THE EXERCISE:
Copy the entries from the line containing "black necktie in the photo above." through the last line, inclusive, swapping "black necktie" for "dark necktie" and changing nothing else.

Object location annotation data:
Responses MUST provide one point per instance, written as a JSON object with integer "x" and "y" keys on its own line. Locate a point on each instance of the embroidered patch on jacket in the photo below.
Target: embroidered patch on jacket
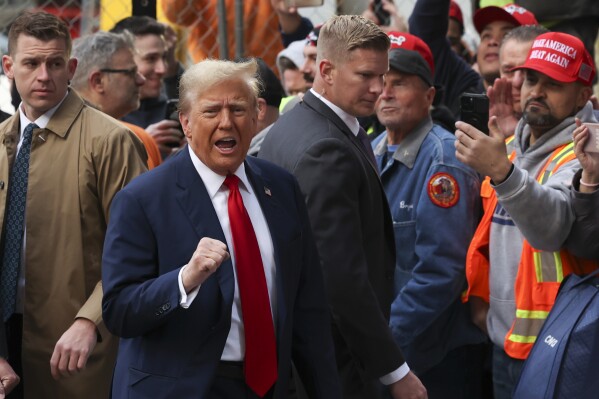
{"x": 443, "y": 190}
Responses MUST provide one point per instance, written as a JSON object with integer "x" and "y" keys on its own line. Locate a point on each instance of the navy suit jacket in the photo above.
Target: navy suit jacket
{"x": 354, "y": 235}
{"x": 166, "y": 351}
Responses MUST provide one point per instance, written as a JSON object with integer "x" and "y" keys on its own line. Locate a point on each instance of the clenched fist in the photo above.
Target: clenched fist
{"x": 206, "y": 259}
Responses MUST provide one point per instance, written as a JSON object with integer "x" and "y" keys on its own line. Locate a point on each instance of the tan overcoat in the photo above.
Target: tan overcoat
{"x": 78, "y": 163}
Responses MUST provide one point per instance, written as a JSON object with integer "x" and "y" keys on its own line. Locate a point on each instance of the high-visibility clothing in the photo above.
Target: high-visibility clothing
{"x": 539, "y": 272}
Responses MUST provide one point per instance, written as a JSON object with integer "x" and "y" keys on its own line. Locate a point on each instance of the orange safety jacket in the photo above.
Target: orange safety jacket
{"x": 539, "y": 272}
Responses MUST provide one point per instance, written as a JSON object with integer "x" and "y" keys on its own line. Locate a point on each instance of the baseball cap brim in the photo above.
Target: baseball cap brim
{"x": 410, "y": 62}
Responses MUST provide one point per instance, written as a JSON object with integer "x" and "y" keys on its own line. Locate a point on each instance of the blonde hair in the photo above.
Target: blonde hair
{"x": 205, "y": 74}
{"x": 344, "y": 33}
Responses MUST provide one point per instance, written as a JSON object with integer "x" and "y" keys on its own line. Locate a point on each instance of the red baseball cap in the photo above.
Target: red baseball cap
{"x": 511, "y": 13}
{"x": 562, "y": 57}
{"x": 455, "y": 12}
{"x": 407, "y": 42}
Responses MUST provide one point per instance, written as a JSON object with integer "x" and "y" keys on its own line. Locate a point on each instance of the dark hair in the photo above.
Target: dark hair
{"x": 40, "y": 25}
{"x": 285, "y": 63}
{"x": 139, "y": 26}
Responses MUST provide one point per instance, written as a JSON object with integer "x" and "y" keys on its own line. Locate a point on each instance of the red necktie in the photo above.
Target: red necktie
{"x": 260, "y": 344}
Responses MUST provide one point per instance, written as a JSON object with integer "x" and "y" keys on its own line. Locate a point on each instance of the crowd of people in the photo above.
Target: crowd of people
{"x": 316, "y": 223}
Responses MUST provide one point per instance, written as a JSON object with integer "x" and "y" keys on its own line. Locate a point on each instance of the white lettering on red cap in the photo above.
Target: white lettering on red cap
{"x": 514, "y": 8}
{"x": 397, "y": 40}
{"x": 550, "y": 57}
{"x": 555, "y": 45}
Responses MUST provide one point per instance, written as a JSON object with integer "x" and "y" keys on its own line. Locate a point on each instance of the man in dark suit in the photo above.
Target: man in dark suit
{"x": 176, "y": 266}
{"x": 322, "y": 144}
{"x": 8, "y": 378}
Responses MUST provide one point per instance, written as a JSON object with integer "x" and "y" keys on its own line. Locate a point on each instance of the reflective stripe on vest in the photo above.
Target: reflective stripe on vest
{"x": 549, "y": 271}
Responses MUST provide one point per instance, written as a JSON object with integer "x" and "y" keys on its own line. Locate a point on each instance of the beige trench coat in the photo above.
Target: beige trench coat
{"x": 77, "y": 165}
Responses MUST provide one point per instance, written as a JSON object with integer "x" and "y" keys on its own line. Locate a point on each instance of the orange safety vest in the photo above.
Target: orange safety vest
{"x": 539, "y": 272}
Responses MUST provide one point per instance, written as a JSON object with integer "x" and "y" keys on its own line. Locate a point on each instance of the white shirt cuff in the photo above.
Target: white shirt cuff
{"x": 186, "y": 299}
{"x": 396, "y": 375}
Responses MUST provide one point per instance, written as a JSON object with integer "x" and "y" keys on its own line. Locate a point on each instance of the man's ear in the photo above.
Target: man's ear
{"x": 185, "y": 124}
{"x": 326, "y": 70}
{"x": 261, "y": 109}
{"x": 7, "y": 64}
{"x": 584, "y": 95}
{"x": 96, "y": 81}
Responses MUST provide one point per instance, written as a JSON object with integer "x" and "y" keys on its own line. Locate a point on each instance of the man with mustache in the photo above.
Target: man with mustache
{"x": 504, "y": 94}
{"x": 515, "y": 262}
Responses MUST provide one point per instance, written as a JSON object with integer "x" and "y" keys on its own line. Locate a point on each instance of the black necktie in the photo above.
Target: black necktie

TASK SOLUTION:
Responses MUST provide one point per instance, written as a JSON object with integer "x" and "y" keys on its own line. Locate a point on each instance of the dark necktie in the photo above.
Target: dark necktie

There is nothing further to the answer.